Your tasks:
(1) Rewrite everything from "Well done Munster." down to "end like this." in the rugby comment, putting "Leinster Rugby" in place of every "Leinster".
(2) In the rugby comment, why does the writer say Cullen should start feeling pressure about his job?

Selected text:
## begin
Madigan plays poorly at 10 in every big game he ever features in, I’m not sure if his status as a world beater around Dublin is based off him demolishing Zebre and Edinburgh or if its total fantasy. Gopperth is the much better 10 and should have started tonight but I won’t complain.
What’s that smell Rochelle? Bullshit!
Well done Munster. Deserved the win, beat Leinster out the gate and can count themselves very unlucky not to have gotten a bonus point win.
This the rock bottom for Leinster. At this point, there can be no arguments that Matt O’Connor has to be shown the door at the end of the season. Along with his scrum coach buddy and Leo Cullen, as big a fan favourite as he is, has taken over a very high profile job and is a rookie, which has cut him a lot of slack, but we’re coming into the second half of the season now and the rate of improvement is unnoticable from a pretty low starting point. Cullen should start feeling the pressure for his own job security now too. Maybe he need to learn his trade elsewhere before he should be put in the deep end like this.
## end
Rows from a dataset
## begin
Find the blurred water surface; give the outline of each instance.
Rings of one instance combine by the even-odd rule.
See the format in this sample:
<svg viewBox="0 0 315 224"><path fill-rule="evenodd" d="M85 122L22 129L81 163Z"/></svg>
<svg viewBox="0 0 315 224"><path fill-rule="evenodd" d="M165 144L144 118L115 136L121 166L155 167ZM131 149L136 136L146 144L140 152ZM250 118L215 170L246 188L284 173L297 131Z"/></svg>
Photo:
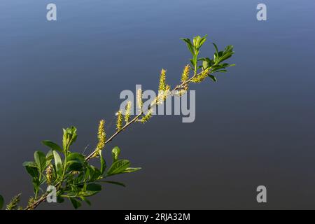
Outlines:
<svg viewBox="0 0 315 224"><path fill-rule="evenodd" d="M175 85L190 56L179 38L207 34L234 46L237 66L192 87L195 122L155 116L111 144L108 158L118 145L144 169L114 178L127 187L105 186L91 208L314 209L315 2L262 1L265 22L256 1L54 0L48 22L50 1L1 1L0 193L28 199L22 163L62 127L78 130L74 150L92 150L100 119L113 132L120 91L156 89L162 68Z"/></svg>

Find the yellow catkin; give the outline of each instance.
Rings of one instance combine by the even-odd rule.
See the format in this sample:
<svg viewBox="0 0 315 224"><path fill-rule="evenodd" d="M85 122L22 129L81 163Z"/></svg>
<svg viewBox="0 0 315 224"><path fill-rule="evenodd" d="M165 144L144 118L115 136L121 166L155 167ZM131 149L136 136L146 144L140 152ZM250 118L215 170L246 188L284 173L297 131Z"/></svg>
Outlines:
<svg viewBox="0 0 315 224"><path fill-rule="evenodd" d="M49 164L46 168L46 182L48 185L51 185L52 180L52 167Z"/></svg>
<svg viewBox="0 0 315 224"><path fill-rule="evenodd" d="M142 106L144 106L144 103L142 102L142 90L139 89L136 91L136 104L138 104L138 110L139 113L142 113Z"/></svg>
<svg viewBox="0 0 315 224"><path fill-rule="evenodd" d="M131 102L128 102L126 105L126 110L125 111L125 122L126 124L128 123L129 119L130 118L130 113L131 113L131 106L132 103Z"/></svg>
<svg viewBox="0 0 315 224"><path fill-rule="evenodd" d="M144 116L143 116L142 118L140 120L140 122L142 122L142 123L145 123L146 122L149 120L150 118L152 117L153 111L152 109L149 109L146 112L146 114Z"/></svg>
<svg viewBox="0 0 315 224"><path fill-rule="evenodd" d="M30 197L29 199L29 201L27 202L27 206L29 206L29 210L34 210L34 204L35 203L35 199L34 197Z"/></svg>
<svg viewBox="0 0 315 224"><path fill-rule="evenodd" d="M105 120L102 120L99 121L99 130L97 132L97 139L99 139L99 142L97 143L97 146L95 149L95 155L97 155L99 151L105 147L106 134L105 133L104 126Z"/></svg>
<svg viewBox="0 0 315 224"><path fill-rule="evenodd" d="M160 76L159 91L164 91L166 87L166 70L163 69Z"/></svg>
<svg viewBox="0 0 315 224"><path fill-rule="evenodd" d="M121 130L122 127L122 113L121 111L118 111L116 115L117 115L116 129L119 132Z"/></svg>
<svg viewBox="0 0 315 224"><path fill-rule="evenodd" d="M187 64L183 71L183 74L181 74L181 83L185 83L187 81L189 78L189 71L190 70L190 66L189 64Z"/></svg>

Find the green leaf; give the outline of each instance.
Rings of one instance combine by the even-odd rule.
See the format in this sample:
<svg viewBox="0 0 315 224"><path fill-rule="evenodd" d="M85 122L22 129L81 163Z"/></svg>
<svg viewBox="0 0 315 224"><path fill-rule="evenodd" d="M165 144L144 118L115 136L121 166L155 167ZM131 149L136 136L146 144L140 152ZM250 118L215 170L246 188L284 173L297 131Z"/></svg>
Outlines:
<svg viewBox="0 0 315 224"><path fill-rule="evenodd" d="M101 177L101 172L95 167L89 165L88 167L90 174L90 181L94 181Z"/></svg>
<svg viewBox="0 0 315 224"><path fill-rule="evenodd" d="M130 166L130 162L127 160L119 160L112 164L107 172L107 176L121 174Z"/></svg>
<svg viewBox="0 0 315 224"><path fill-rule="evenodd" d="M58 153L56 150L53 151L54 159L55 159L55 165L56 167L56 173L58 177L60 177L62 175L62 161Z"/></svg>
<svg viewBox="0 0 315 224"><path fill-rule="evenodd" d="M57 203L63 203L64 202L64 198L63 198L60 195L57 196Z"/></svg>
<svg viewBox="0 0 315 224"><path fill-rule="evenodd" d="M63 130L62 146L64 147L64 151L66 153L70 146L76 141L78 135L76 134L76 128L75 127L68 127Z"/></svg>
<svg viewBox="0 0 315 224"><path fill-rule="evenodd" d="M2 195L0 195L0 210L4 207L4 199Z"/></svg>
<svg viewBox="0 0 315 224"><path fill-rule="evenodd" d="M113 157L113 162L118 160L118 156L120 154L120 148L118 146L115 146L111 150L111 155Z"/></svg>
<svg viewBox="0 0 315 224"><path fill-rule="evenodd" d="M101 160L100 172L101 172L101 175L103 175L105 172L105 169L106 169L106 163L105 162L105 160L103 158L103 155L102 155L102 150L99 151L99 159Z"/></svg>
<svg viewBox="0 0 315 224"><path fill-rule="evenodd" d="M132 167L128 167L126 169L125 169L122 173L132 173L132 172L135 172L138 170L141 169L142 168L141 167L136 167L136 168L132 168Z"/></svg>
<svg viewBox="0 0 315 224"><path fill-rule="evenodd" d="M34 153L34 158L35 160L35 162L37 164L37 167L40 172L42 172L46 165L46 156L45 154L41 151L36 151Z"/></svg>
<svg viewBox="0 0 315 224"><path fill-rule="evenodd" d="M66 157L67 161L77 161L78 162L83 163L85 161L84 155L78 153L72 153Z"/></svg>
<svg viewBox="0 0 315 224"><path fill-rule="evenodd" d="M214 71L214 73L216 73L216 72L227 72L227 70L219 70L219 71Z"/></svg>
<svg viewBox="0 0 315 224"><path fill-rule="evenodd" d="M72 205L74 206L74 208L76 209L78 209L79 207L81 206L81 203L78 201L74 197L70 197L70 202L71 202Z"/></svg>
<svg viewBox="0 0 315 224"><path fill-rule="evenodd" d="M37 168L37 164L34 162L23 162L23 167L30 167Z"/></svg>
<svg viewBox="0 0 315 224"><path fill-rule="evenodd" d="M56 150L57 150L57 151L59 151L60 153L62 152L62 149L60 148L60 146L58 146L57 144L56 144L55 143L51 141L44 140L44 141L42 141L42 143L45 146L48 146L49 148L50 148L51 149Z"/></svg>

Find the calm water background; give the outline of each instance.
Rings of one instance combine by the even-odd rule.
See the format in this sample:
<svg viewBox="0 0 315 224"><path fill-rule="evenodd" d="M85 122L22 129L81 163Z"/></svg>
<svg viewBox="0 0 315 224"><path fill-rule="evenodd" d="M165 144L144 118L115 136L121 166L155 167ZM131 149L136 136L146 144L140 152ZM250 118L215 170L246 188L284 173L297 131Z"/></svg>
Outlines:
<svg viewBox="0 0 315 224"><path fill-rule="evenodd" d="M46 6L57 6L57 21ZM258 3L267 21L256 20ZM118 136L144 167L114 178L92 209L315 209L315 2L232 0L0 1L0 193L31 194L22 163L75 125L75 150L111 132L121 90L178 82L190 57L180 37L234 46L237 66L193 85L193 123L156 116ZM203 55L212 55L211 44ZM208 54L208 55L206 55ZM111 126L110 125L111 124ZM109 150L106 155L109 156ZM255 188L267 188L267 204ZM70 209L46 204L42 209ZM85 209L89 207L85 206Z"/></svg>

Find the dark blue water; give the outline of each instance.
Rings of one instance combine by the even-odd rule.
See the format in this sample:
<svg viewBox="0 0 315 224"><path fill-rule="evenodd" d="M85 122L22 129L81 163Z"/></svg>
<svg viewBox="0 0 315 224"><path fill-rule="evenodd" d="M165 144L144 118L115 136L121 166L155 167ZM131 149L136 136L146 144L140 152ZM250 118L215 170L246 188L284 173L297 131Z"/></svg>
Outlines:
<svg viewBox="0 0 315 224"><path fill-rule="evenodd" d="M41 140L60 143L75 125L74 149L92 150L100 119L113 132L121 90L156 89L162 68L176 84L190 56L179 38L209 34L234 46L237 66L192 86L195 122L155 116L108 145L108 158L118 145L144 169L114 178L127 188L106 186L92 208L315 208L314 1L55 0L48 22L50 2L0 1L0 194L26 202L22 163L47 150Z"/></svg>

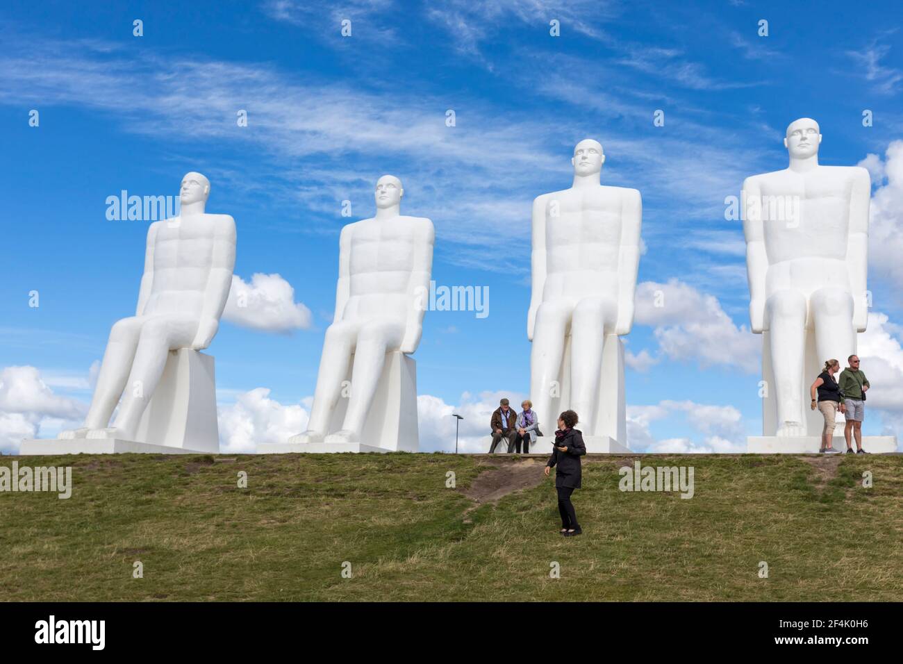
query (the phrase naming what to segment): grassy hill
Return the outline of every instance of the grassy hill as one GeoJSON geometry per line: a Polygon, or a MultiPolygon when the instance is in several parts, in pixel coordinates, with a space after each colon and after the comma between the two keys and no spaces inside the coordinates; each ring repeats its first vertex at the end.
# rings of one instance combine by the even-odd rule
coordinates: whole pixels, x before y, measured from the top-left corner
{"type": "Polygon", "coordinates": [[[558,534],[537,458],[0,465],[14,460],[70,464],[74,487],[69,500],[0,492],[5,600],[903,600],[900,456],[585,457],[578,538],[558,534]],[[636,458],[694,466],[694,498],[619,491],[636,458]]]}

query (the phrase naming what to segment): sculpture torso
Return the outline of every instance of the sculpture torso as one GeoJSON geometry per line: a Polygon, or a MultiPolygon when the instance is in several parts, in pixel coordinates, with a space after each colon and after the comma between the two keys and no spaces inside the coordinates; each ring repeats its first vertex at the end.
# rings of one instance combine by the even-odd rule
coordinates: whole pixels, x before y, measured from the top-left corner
## end
The responses:
(1)
Well done Munster. Deserved the win, beat Leinster Rugby out the gate and can count themselves very unlucky not to have gotten a bonus point win.
This the rock bottom for Leinster Rugby. At this point, there can be no arguments that Matt O’Connor has to be shown the door at the end of the season. Along with his scrum coach buddy and Leo Cullen, as big a fan favourite as he is, has taken over a very high profile job and is a rookie, which has cut him a lot of slack, but we’re coming into the second half of the season now and the rate of improvement is unnoticable from a pretty low starting point. Cullen should start feeling the pressure for his own job security now too. Maybe he need to learn his trade elsewhere before he should be put in the deep end like this.

(2) The season is heading into its second half, and the team's improvement has been unnoticeable from a fairly low starting point. His rookie status has cut him a lot of slack so far, but the writer thinks that time is running out.